### Problem to solve
The lines to be extracted run from the start of the listing through the line containing "Category: gray concrete surface"; copy them exactly and nothing else.

### Supplied material
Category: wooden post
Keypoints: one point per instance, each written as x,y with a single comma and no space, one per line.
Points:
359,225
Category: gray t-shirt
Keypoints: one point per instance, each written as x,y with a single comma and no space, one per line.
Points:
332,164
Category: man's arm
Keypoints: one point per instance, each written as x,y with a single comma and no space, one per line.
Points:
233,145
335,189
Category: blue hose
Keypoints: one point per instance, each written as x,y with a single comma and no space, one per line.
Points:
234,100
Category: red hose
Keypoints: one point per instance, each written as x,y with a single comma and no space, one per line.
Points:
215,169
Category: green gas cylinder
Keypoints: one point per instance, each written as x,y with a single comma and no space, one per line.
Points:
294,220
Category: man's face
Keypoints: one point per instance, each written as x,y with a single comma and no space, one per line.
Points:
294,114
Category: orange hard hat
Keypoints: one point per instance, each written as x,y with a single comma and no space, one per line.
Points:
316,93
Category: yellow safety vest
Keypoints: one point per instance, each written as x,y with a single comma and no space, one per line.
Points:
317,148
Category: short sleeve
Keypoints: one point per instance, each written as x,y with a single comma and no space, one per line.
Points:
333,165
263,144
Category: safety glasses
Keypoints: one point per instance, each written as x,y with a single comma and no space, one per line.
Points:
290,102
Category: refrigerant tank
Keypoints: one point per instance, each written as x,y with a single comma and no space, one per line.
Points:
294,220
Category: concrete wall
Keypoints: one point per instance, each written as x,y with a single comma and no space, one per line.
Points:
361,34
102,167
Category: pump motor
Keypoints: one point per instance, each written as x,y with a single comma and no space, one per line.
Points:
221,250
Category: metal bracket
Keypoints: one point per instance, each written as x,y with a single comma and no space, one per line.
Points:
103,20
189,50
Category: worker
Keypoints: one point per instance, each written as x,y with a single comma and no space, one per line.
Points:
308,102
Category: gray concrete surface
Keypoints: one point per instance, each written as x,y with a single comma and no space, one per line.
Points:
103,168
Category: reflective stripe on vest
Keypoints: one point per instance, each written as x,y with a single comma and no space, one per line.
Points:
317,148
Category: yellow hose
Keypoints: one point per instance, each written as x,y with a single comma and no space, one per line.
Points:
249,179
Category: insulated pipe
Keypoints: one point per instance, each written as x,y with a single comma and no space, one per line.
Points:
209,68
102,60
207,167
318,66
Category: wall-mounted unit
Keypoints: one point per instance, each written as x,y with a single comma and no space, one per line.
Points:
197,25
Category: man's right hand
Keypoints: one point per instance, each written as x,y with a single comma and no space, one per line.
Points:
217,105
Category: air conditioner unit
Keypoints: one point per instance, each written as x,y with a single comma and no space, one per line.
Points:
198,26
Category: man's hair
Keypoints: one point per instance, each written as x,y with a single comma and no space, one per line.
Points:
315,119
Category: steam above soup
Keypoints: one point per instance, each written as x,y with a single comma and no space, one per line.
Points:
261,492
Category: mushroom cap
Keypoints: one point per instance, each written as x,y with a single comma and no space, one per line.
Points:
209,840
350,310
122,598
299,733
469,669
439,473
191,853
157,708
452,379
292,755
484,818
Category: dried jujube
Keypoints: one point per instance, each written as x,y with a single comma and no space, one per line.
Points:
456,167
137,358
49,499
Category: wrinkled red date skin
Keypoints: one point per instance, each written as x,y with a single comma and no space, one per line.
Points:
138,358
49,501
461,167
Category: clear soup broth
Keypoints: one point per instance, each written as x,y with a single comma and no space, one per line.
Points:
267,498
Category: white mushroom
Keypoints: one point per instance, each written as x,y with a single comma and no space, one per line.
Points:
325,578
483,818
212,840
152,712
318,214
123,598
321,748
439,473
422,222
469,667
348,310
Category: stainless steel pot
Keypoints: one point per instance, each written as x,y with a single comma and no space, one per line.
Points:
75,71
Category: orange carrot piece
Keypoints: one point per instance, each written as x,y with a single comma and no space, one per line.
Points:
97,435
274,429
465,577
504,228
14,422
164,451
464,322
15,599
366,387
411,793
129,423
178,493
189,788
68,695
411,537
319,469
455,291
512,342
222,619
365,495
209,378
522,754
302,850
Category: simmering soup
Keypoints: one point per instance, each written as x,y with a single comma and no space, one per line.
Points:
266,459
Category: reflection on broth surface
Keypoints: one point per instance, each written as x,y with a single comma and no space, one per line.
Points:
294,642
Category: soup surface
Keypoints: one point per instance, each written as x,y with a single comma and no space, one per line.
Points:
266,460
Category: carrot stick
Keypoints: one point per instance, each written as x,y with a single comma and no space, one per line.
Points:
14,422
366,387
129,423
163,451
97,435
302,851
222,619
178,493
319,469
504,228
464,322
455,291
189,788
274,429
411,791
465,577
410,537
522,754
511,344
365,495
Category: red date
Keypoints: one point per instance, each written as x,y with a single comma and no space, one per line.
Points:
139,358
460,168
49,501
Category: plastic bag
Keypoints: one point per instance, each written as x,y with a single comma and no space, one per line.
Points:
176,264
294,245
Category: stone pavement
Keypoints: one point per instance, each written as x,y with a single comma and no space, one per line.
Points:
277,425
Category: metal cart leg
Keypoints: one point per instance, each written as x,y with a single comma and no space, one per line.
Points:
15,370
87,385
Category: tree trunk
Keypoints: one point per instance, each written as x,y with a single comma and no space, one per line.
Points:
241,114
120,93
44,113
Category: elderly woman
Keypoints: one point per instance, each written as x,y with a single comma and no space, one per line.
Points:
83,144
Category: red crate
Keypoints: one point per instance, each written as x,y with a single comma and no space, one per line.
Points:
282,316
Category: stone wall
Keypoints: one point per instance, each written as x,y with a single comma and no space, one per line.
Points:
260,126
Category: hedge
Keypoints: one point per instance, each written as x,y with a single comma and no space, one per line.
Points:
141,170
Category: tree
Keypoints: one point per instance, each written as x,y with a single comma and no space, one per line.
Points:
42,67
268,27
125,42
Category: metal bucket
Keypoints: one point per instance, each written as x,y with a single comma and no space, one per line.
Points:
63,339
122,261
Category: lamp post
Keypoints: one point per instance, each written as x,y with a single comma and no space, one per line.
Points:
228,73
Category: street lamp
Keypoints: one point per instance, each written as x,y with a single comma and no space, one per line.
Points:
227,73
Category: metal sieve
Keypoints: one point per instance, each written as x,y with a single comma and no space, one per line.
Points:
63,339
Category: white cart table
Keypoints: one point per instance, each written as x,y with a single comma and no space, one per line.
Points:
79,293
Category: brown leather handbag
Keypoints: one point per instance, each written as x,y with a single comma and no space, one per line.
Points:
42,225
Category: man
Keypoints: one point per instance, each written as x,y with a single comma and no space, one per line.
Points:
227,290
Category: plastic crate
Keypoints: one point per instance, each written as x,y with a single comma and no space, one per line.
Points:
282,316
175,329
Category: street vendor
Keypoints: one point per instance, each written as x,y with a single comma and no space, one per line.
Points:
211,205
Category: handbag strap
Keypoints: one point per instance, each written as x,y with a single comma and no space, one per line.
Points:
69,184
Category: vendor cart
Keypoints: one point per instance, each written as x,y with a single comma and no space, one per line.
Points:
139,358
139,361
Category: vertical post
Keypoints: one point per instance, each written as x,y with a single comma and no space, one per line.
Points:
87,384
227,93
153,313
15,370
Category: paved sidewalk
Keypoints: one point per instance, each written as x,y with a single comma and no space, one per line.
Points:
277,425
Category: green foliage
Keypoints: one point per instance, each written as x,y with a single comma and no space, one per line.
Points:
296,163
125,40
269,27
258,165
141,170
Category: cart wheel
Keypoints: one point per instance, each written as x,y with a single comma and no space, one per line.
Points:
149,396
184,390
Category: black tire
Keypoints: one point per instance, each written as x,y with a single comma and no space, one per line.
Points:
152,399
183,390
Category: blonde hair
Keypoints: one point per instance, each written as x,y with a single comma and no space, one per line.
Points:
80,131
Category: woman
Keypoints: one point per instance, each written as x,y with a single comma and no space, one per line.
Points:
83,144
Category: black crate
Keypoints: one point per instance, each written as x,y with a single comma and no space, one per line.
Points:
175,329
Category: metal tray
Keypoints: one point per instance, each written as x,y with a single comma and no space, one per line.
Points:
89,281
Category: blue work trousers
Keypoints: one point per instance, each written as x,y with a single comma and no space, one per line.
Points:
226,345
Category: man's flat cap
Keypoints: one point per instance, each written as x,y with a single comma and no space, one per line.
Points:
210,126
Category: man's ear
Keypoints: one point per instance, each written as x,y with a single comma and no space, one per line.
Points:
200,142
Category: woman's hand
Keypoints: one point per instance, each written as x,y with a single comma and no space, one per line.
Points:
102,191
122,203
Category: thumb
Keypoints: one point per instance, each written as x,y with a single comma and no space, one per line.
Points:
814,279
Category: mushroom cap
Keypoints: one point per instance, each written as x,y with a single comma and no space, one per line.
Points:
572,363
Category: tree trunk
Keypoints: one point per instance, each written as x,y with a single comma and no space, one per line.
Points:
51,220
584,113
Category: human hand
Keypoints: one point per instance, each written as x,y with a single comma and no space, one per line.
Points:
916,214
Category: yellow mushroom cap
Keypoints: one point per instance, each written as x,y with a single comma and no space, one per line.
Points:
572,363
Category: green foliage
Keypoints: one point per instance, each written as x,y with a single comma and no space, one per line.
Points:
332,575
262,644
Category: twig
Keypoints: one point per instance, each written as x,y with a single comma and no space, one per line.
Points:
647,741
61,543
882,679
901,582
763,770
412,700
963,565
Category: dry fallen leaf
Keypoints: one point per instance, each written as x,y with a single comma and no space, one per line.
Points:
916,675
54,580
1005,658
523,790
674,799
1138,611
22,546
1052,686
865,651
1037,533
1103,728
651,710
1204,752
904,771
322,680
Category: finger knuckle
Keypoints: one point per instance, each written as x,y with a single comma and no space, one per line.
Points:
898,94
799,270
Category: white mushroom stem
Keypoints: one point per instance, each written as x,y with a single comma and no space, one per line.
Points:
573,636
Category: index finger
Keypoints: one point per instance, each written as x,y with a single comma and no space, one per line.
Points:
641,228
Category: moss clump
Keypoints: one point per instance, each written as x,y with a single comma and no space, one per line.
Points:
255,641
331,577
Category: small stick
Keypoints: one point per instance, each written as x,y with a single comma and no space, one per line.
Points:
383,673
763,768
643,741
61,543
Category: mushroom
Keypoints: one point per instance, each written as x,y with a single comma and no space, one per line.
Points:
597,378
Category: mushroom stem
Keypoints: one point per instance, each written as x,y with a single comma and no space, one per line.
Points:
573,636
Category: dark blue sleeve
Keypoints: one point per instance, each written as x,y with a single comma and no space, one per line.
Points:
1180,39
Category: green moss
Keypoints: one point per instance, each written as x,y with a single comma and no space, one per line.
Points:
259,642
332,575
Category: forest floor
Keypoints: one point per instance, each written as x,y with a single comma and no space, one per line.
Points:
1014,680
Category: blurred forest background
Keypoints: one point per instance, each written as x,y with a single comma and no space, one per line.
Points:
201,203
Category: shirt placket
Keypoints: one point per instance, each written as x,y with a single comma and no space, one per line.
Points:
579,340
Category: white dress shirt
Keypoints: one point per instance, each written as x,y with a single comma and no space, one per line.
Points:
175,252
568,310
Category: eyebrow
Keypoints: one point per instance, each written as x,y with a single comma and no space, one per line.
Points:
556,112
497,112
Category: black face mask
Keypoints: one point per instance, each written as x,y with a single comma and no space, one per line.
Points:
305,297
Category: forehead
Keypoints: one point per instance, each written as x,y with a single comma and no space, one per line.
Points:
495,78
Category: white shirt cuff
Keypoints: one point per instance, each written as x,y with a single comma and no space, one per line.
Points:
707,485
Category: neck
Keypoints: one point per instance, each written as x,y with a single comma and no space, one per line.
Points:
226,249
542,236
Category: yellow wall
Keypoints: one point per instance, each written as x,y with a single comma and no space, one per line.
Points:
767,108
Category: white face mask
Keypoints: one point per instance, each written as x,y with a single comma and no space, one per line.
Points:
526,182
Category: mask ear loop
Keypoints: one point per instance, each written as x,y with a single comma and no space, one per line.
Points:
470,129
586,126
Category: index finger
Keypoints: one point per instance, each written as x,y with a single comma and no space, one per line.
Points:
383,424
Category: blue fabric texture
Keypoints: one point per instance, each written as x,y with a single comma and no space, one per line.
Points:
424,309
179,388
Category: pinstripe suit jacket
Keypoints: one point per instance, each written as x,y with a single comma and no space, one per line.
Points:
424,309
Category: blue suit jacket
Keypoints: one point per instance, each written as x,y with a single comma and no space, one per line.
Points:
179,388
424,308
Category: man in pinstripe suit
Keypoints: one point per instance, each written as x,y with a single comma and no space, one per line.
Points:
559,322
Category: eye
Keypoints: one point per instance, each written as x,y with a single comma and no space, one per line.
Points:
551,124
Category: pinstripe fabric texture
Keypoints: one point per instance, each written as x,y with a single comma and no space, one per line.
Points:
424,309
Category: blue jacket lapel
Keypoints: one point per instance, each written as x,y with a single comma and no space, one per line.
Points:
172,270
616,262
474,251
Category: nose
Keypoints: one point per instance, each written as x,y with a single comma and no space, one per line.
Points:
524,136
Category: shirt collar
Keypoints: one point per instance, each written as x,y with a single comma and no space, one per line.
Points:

### Exercise response
Category: wooden post
Keypoints: one point per instance, each written as x,y with a single comma and no space, one per line.
Points:
359,225
Category: gray t-shirt
Keypoints: one point per instance, each written as x,y with a single comma and no space, one per line.
Points:
332,164
Category: man's arm
Keypoints: one point per instance, each written as x,y with a single comma and no space, one per line.
Points:
233,145
335,189
Category: blue hose
Keypoints: one point per instance, each written as x,y with a single comma and no space, one per line.
Points:
234,100
Category: red hose
Keypoints: one point per instance, each written as x,y with a single comma and no space, one per line.
Points:
215,169
Category: green gas cylinder
Keypoints: one point per instance, each written as x,y with a single comma and no space, one per line.
Points:
294,220
Category: man's face
Keypoints: one point per instance, each written as x,y with a single comma and no space, one per line.
Points:
294,114
Category: orange hard hat
Keypoints: one point per instance, each written as x,y with a single comma and no space, one per line.
Points:
316,93
Category: yellow safety vest
Keypoints: one point per instance, each written as x,y with a single comma and no space, one per line.
Points:
317,148
Category: short sleeve
Keypoints: one point per instance, each written as x,y with a single comma and no space, one per line.
Points:
333,165
263,144
Category: safety glasses
Keypoints: one point per instance, each written as x,y with a single comma and no space, one per line.
Points:
290,102
Category: refrigerant tank
Keypoints: one point per instance, each written as x,y with a single comma and no space, one per line.
Points:
294,220
Category: concrete wall
Keypoints: one point per instance, each written as x,y with a single comma and no space, one per line.
Points:
361,34
102,167
Category: pump motor
Keypoints: one point per instance, each written as x,y with a single comma and no space, one per line.
Points:
221,250
Category: metal bracket
Keypoints: one point per instance, each written as x,y with a single comma and no space, one per line.
Points:
103,20
189,50
Category: worker
Keypoints: one point per instance, each written as x,y with a single comma and no space, one per line.
Points:
308,102
Category: gray concrete surface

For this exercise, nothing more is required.